◆ **TASK DIRECTIONS**: Nothing but the lines from the top of the following entries through the line with "Target: shadow on grass" should be printed, exactly as they are.

▬▬▬

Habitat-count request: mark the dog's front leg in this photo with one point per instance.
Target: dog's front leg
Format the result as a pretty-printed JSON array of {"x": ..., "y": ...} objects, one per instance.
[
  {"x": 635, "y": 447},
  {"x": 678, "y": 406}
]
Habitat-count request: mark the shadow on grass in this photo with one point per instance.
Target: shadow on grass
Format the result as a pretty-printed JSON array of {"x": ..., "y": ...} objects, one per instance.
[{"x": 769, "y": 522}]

▬▬▬

◆ **EXERCISE OUTPUT**:
Habitat-count request: mark the dog's front leg in this photo with one point per instance.
Target: dog's front leg
Format the result as a pretty-printed JSON array of {"x": ..., "y": ...} objects, one per instance.
[
  {"x": 635, "y": 447},
  {"x": 678, "y": 406}
]
Habitat-count request: mark the shadow on grass in this photo with one point per instance.
Target: shadow on grass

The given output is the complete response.